Extracted records ::
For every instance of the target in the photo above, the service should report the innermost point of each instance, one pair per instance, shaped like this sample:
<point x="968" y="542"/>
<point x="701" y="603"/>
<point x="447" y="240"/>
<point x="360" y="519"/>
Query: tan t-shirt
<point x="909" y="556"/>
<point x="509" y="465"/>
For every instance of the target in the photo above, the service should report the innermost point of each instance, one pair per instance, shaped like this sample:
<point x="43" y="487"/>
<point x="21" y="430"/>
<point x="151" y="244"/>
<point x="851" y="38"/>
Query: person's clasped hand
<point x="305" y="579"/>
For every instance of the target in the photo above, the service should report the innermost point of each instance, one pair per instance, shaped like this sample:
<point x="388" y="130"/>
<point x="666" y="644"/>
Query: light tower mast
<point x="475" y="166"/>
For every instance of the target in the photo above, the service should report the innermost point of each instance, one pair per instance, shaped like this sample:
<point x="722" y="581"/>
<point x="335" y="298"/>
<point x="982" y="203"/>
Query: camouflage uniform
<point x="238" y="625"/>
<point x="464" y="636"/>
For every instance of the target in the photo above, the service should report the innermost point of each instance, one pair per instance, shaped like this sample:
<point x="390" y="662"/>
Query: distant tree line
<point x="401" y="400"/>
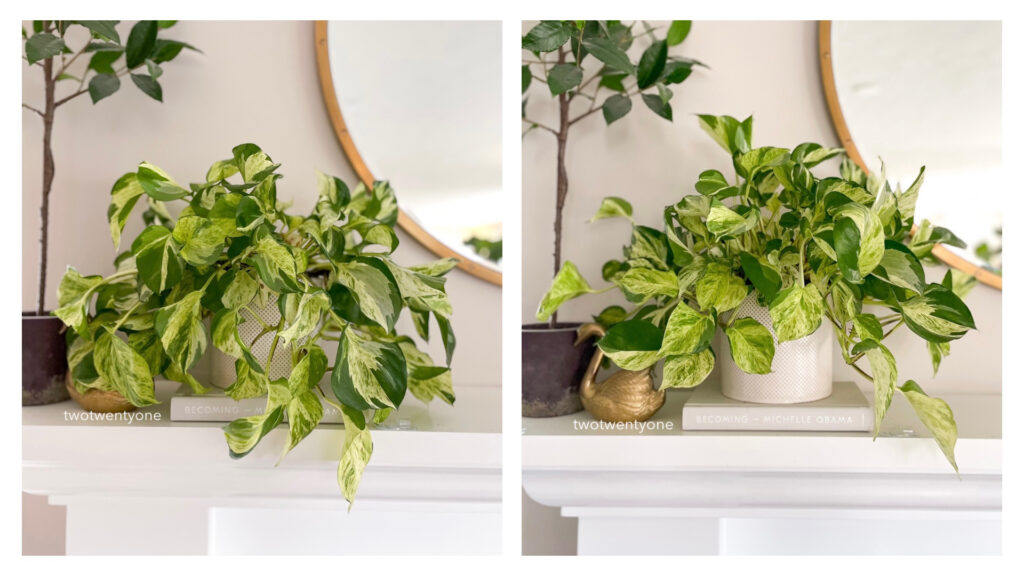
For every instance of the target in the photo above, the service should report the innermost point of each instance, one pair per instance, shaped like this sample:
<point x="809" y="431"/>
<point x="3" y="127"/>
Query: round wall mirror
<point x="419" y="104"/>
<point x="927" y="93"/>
---
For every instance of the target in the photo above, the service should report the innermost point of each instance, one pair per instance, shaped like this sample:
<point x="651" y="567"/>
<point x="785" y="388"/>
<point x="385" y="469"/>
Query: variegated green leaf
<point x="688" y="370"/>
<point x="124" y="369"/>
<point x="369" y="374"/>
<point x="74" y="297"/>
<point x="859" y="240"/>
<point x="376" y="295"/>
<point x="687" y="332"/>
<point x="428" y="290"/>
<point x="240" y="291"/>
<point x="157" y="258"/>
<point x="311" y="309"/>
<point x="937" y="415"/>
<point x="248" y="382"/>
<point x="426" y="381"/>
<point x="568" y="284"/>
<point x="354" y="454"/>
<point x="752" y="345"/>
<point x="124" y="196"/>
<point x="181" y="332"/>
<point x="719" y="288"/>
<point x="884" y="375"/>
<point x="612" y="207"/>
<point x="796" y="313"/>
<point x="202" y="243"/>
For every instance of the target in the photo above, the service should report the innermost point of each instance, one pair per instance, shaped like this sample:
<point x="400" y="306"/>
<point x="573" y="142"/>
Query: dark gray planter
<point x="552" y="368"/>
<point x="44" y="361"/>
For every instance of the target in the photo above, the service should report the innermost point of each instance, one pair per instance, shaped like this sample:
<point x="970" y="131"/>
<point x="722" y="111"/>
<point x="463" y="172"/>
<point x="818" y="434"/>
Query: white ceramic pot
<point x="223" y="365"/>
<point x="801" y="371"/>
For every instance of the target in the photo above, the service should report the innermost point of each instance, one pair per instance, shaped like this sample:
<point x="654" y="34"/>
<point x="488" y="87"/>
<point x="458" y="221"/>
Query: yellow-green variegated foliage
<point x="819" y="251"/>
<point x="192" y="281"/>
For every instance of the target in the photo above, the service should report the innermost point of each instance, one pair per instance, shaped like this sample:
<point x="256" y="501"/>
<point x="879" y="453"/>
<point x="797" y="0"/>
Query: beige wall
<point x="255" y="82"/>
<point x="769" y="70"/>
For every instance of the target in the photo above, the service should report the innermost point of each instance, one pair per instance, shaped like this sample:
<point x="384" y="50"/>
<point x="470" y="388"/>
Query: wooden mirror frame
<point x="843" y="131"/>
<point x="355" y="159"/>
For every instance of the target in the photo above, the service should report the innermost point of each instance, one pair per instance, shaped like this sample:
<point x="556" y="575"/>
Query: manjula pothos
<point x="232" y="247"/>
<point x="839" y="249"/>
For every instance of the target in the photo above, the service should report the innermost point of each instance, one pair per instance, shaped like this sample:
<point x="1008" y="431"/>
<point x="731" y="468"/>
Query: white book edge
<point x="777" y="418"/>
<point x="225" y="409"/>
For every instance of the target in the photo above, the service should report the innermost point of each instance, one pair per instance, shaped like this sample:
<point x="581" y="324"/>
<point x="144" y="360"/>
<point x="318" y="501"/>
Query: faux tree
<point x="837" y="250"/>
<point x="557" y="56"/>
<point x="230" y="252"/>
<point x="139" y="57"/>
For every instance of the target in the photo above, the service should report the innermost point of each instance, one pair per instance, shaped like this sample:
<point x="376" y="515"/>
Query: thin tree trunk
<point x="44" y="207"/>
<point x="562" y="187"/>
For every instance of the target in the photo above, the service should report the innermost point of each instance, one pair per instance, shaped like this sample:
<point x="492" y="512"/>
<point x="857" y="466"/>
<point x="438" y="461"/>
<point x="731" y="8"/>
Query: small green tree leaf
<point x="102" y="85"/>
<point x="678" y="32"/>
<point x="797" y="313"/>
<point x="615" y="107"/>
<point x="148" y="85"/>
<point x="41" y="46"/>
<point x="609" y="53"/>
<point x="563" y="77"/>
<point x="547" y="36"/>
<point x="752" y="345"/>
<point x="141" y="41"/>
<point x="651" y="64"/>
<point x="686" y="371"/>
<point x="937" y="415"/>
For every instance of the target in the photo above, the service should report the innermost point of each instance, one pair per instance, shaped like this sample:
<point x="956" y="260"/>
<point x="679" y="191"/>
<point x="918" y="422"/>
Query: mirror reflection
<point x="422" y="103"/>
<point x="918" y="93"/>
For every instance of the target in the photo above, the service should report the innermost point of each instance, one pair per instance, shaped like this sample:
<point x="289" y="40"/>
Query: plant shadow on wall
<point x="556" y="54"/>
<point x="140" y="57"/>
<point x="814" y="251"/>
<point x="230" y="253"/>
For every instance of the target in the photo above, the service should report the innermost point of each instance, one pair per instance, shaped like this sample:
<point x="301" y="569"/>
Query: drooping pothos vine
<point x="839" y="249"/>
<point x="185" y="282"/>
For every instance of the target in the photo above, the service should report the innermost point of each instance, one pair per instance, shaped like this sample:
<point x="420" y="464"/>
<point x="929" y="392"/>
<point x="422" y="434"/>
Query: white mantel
---
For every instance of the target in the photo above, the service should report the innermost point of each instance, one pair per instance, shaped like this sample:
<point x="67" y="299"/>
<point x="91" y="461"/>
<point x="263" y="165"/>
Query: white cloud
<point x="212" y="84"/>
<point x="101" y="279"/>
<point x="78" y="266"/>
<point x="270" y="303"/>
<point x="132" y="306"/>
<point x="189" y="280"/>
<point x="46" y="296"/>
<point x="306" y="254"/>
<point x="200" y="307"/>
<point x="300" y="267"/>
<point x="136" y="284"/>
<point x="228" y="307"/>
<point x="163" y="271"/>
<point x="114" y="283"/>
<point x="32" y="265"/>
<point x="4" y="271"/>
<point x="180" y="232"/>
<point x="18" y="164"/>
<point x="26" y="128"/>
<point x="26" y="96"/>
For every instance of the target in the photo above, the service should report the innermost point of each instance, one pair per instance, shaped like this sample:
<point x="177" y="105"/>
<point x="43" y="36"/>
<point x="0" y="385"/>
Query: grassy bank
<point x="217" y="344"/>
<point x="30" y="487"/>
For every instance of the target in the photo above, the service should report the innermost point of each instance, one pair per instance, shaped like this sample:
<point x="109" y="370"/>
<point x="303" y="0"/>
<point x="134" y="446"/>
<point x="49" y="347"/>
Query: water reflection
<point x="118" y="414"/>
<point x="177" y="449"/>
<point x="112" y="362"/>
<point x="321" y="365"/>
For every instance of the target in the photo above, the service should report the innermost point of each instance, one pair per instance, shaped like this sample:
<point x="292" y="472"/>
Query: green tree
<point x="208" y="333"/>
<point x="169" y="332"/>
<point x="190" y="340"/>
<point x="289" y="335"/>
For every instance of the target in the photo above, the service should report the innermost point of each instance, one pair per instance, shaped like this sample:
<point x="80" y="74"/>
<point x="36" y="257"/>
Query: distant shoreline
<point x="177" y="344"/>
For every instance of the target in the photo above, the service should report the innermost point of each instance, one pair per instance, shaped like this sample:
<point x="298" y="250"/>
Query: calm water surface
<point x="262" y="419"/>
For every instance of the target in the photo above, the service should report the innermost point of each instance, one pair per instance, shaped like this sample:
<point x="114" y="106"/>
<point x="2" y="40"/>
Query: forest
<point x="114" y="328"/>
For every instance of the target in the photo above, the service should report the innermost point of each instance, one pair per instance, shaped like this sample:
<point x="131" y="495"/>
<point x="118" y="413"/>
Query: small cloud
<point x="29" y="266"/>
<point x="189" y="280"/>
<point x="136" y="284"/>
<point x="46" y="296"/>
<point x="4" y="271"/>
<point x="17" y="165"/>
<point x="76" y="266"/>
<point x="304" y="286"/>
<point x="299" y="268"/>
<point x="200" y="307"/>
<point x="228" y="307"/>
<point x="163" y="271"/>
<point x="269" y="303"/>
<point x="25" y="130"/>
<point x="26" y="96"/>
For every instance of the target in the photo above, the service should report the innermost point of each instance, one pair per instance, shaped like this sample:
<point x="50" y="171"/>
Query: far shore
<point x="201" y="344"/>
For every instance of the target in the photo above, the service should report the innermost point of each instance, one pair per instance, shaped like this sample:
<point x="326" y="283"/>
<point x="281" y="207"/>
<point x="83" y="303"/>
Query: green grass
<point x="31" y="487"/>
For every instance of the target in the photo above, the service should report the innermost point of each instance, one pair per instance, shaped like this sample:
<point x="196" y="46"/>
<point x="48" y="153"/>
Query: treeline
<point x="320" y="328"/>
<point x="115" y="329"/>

Goal ::
Please count the lines in the entries above that contain the word "small" and reply with that number alone.

Reply ::
2